:: INPUT

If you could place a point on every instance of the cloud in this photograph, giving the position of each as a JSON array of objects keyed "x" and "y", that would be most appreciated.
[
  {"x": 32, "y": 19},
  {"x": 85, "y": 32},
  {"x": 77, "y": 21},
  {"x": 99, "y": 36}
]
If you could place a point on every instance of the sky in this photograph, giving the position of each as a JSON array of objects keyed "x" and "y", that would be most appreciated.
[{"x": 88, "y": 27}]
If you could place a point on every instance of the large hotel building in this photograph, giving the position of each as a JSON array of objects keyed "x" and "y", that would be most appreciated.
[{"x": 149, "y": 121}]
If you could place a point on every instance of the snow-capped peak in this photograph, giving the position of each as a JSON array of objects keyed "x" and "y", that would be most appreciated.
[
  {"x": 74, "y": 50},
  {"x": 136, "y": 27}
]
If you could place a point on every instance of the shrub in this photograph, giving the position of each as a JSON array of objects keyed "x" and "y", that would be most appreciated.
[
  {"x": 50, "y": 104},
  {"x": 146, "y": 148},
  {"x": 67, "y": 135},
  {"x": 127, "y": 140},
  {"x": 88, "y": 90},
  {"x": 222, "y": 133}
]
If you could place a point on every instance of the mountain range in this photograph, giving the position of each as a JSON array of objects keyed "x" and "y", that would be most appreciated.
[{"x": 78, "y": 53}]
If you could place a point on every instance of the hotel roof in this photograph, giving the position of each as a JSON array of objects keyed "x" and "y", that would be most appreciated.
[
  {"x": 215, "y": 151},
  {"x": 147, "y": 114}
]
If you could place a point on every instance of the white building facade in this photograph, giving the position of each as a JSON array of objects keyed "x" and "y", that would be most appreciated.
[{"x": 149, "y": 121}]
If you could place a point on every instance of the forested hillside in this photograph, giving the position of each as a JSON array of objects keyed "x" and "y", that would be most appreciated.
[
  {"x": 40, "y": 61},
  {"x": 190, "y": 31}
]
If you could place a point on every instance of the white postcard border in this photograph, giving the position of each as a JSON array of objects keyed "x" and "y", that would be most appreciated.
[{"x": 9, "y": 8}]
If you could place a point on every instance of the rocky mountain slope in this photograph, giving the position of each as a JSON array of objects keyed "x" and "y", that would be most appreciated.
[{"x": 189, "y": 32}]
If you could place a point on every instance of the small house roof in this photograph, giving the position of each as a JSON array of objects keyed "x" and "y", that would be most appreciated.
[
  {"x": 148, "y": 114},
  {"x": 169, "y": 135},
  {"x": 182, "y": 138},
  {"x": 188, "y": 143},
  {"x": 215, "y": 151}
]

::::

* _GIVEN EXERCISE_: Retype the entries exactly, including every line.

* _EXERCISE SOLUTION_:
If you could place a point on every instance of the cloud in this photograph, giving the position of each as a JSON array of objects keyed "x" and "y", that would be most appreciated.
[
  {"x": 32, "y": 19},
  {"x": 85, "y": 32},
  {"x": 77, "y": 21},
  {"x": 99, "y": 36}
]
If you could place a point on every instance of the sky in this photograph, giving the position of each as a JSON array of objects keyed "x" and "y", that would be most appreciated.
[{"x": 88, "y": 27}]
If you could place a point on every instance of the large hotel building in this photograph, giving the position of each as a JSON array of objects keyed "x" and "y", that would be most appreciated.
[{"x": 149, "y": 121}]
If you could place a point on every instance of the snow-capped peak in this photograph, giving the position of each as a JSON array of objects keyed "x" and "y", that would be most appreciated.
[
  {"x": 74, "y": 50},
  {"x": 136, "y": 27}
]
If you could place a point on every instance of the shrub in this photograph, giving the position of each as a JSON array of objects keyed "x" and "y", that would be most appreciated.
[
  {"x": 50, "y": 104},
  {"x": 146, "y": 148},
  {"x": 67, "y": 135},
  {"x": 127, "y": 140},
  {"x": 88, "y": 90},
  {"x": 222, "y": 133}
]
If you could place a point on every instance of the mountain range in this photograph, giving the position of each as a JSON array of objects keyed "x" and "y", that would be most appreciated.
[{"x": 78, "y": 53}]
If you could place a point on every instance of the hotel roof in this photograph, giving the position of each as a JSON array of objects keyed "x" and "y", that would be most appreciated.
[
  {"x": 215, "y": 151},
  {"x": 147, "y": 114}
]
If you could place a point on every instance of the white building facade in this photograph, giving the position of each as a JSON array of objects keyed "x" and "y", that would be most appreciated.
[{"x": 149, "y": 121}]
If you could place a point on every instance of the forested hillside in this photograph, giving the position of each as a JSON array of objects keyed "x" and "y", that would be most appreciated.
[
  {"x": 40, "y": 61},
  {"x": 190, "y": 31}
]
If you could place a point on every instance of the white postcard border in this photograph, giving the position of each as a JSON array of objects keyed "x" and "y", that would be most appreciated.
[{"x": 9, "y": 8}]
If you could place a point on every instance of the rocky mountain slope in this photograph, giving the position of each as a JSON array of objects keyed "x" and "y", that would be most appreciated.
[{"x": 189, "y": 32}]
If you could place a point on every instance of the small house roof in this photograph, giving the position of each as a JSON array of objects keyed "x" and "y", that would be most appreciated.
[
  {"x": 148, "y": 114},
  {"x": 169, "y": 135},
  {"x": 182, "y": 138},
  {"x": 188, "y": 143},
  {"x": 215, "y": 151}
]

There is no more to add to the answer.